(Rows of box annotation data)
···

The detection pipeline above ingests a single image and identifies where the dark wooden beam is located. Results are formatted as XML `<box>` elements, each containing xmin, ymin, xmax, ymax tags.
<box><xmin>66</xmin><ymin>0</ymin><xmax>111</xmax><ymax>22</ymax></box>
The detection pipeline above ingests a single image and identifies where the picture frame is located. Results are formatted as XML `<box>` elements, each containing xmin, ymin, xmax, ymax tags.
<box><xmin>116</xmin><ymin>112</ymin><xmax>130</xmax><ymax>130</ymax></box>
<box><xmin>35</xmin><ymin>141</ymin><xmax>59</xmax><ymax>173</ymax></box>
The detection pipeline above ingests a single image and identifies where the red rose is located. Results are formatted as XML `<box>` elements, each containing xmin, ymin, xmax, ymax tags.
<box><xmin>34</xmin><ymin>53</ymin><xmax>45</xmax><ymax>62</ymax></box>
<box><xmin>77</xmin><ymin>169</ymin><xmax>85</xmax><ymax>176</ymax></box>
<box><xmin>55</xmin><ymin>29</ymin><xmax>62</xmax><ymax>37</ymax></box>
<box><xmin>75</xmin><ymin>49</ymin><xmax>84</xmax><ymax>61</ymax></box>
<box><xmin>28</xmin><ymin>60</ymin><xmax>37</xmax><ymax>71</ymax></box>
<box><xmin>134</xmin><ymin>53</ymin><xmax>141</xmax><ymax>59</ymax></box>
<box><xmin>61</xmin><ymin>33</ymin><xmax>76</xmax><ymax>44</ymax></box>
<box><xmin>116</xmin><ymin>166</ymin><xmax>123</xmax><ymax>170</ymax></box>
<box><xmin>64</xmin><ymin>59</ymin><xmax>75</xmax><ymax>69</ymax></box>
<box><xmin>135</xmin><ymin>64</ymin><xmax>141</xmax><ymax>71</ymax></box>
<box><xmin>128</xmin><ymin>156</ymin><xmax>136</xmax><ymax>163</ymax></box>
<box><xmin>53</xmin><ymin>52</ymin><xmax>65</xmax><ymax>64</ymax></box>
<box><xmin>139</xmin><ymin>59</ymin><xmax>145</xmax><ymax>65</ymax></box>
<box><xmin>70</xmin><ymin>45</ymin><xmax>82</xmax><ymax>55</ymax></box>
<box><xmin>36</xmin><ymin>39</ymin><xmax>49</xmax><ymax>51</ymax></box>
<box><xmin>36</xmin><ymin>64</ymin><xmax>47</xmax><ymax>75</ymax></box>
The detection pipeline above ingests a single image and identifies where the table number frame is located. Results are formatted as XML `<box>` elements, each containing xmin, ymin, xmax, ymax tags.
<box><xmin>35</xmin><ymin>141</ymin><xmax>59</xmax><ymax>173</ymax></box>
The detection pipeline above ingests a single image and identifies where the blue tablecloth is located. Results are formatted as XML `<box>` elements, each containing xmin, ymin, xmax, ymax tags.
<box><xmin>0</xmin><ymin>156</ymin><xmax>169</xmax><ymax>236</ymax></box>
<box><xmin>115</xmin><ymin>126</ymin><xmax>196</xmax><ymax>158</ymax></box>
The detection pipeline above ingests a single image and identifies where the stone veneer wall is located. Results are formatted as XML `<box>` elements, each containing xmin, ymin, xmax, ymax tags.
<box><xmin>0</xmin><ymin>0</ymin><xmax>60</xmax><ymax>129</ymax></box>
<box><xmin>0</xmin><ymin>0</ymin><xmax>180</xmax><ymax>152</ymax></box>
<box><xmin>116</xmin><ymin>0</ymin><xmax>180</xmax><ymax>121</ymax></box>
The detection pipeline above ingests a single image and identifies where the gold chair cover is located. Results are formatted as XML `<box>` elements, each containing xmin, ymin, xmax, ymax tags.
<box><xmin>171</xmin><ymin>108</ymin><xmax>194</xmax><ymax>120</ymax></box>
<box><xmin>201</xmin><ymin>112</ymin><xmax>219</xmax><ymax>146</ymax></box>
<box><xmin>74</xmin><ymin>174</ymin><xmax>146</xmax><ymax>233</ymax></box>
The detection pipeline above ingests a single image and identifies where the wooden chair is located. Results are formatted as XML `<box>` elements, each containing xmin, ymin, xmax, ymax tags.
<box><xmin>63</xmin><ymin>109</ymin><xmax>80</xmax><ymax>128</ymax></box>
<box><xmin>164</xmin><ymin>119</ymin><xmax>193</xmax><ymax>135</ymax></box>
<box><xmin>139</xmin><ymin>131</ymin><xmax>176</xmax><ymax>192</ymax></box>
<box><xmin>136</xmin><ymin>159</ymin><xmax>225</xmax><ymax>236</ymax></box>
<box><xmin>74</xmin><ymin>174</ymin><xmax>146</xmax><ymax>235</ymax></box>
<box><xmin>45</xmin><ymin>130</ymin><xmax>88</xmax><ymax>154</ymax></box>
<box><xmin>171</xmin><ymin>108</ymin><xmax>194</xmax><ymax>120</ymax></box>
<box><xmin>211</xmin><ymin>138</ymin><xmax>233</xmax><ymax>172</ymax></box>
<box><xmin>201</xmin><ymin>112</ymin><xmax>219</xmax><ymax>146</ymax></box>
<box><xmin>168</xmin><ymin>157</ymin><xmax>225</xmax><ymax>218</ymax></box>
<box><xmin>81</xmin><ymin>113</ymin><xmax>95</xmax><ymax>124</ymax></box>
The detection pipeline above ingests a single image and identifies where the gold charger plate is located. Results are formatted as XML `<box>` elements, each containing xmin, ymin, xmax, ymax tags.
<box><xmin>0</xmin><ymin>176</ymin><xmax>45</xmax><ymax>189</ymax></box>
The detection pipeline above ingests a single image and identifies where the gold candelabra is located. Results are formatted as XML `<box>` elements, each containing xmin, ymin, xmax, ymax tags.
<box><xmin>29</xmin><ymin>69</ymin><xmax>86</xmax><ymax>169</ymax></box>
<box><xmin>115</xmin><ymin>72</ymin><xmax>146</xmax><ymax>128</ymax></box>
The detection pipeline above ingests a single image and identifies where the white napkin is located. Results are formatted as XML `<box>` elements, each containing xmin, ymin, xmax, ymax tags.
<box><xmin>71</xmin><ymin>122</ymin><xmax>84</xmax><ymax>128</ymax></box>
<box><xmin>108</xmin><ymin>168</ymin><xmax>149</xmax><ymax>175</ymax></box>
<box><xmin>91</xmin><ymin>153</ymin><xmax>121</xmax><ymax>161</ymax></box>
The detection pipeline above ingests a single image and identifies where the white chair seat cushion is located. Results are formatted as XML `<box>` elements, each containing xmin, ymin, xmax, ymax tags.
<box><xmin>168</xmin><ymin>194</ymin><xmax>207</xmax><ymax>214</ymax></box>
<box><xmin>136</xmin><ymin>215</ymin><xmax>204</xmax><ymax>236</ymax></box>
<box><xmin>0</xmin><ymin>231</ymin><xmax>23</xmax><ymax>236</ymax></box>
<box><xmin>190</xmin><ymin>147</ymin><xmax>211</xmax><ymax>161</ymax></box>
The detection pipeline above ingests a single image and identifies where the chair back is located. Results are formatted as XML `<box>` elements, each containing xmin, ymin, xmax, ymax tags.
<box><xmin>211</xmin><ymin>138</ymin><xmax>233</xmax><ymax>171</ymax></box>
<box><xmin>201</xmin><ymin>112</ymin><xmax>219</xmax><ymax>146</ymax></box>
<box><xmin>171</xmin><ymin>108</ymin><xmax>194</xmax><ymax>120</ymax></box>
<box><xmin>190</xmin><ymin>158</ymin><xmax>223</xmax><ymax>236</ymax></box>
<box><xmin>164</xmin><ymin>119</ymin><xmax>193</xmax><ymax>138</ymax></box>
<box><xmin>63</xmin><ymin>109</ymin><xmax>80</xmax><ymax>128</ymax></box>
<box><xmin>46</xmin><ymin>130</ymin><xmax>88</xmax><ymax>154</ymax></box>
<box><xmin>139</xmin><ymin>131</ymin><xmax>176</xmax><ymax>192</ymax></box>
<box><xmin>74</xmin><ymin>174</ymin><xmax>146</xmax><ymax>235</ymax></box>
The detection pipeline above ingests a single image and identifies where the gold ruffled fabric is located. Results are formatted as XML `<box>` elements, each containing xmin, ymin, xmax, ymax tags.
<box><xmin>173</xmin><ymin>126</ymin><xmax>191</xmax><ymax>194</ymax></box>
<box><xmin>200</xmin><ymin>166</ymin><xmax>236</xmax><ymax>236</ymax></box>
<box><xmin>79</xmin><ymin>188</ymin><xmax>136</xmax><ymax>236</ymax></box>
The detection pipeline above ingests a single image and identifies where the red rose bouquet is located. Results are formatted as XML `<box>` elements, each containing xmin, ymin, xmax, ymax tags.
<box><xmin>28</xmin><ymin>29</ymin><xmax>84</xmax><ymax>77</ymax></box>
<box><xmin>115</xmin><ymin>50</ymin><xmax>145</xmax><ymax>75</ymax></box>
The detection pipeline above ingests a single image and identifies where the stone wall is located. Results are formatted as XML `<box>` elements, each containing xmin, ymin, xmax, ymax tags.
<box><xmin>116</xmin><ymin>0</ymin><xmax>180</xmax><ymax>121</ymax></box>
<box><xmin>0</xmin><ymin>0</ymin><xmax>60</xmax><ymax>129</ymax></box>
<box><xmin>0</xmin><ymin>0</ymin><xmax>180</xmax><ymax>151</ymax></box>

···

→ **WORK REQUIRED**: Pull out each line in the data above that contains the string "stone", treating uppercase and lowercase as different.

→ **RESULT OF THE TASK**:
The detection pipeline above ingests a single image and identifies where the stone veneer wall is located. Results are formatted as XML `<box>` elements, each containing xmin, ymin, xmax, ymax tags.
The detection pipeline above ingests a single image and identifies where the stone wall is located. Results are formatted as XML `<box>` elements, each containing xmin, ymin, xmax, ymax tags.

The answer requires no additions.